*Supplied text*
In 17 career starts, Slew won 14 races by an average margin of 4 3/4 lengths. His time of 1:54 2/5 in the Preakness was the second-fastest ever run. His time of 1:45 4/5 in the Marlboro Cup was the second-fastest 1 1/8 miles ever run, and he did it carrying 128 pounds. By defeating Affirmed decisively on two occasions, he became the only Triple Crown winner ever to defeat a Triple Crown winner. In his career finale, the Stuyvesant Handicap at Aqueduct, he missed the track record by two-fifths of a second, winning in hand under 134 pounds.
Slew didn’t care if he killed off his opponents early or late. If they tried to take him on early, he’d run them into the ground, no matter how fast he had to go. In the Marlboro Cup, when Steve Cauthen, aboard Affirmed, decided to sit back and wait before going after him, Slew made him pay the price. After being allowed to waltz the opening half in :47, Slew blazed home his last five furlongs in an astounding :58 4/5, turning the first ever battle of Triple Crown winners into nothing more than a procession.
In what many believe to be the greatest losing effort of all time, he somehow managed to battle back the entire length of the stretch against the top-class Exceller in the mile and a half Jockey Club Gold Cup. Seemingly exhausted after breaking through the gate before the race, having his rider lose an iron, and then fighting off Affirmed and his pacesetter in suicidal fractions, Slew was passed at the quarter pole by Exceller, who had made up some 20 lengths and appeared to be on his way to an easy victory. Slew, however, dug in on the sloppy track and kept fighting back, only to fall a nose short. Many feel it was this race more than his victories that stamped his greatness. After all these years, people still talk about the courage he displayed on that wet, autumn afternoon.
Not even the controversies that surrounded the horse could diminish his stature in the eyes of the public. After Turner was fired, replaced by Doug Peterson, his regular rider, Jean Cruguet, also was let go, and the mount was given to Angel Cordero Jr. Then Polston, resigned. Finally, the owners’ partnership was dissolved following a heated court battle.

*Problems to solve*
**A.** From the passage about Slew, quote the stretch that begins with the words containing "Slew didn’t care" and ends with "than a procession.".
**B.** Name every race mentioned in the passage about Slew.
**C.** Carry on the passage about Slew from its final sentence.
The material that follows comes from a separate source and is not part of the passage about Slew.

*Record excerpts*
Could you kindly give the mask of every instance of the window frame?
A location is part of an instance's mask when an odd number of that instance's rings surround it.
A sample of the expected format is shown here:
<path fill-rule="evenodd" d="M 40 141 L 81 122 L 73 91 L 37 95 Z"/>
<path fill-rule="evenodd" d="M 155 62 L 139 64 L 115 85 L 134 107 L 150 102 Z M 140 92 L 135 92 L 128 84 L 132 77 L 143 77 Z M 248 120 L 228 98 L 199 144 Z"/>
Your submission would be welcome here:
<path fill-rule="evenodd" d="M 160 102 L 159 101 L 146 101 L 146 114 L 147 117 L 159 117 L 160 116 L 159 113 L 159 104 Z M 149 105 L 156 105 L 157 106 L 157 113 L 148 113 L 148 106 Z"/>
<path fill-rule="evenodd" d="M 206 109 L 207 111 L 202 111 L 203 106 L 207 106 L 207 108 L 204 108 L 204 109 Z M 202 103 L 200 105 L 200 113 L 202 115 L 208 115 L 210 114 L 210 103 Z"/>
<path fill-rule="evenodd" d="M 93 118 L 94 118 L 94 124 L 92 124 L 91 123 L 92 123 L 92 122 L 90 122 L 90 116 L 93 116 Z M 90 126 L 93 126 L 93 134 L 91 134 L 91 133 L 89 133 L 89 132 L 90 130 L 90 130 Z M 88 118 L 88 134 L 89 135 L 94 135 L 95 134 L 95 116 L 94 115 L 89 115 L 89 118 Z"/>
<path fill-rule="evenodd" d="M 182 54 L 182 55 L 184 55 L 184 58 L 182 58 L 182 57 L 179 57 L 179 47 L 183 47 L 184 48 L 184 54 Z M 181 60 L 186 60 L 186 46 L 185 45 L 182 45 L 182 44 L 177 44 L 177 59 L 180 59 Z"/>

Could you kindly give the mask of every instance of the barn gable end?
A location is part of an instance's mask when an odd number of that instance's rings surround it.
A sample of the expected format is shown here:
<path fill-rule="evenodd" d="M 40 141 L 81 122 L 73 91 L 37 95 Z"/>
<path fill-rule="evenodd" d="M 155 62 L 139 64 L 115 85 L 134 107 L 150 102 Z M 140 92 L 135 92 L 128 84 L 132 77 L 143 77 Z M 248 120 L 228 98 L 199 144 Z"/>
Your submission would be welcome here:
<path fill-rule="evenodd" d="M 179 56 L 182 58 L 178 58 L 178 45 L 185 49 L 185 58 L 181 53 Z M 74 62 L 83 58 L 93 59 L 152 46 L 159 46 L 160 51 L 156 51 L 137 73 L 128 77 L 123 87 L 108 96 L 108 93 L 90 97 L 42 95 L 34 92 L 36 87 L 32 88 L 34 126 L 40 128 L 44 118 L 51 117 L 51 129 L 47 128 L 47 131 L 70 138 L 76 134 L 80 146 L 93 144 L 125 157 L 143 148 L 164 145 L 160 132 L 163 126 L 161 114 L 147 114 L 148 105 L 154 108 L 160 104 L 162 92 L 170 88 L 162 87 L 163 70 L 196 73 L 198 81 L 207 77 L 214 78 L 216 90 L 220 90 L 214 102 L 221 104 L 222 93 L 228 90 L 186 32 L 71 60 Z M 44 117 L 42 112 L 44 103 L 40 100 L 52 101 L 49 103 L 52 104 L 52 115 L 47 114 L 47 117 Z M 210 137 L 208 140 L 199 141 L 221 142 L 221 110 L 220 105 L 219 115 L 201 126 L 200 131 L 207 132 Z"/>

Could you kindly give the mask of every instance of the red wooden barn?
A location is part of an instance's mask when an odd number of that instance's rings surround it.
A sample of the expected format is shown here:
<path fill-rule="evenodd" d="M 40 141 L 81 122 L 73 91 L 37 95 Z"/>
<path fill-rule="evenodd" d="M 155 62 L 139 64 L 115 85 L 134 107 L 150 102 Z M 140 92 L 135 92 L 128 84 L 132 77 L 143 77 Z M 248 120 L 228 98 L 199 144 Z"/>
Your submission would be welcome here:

*Answers provided*
**A.**
Slew didn’t care if he killed off his opponents early or late. If they tried to take him on early, he’d run them into the ground, no matter how fast he had to go. In the Marlboro Cup, when Steve Cauthen, aboard Affirmed, decided to sit back and wait before going after him, Slew made him pay the price. After being allowed to waltz the opening half in :47, Slew blazed home his last five furlongs in an astounding :58 4/5, turning the first ever battle of Triple Crown winners into nothing more than a procession.

**B.**
Preakness
Marlboro Cup
Stuyvesant Handicap
Jockey Club Gold Cup

**C.**
“People do get divorced,” Sally Hill said. “It certainly wasn’t what any of us wanted. Even with all the controversies, I still thank God for all the wonderful memories. No one can ever take that away from us. All I can think of is what an incredible story it was and how lucky we are to have been a part of it.”
Most people have no idea how close to death Seattle Slew came between his 3-year-old year and 4-year-old year when he was became ill with a severe viral infection.
“I’ve seen other horses with the same thing,” Mickey Taylor said, “and they died within 24 hours. But he had the heart and the fight.”
Slew would need every ounce of heart and fight to battle other maladies that plagued him later in life. While at Three Chimneys Farm, he suffered from a severe back problem that required two surgeries and also suffered from arthritis. He eventually was moved to the quieter environment of Hill ‘N’ Dale Farm. Even as his condition began to deteriorate and he had problems keeping his balance, he never stopped fighting. But his youthful spirit finally lost out to the reality of old age.
And so, as Seattle Slew lay in his stall on the anniversary of his Kentucky Derby victory, it was Derby Day 1977 once again. The crowd was cheering. He was bulling his way through horses and running free. The finish line was getting closer. There was no turning back. It was the perfect time to say farewell. It was a good day to die.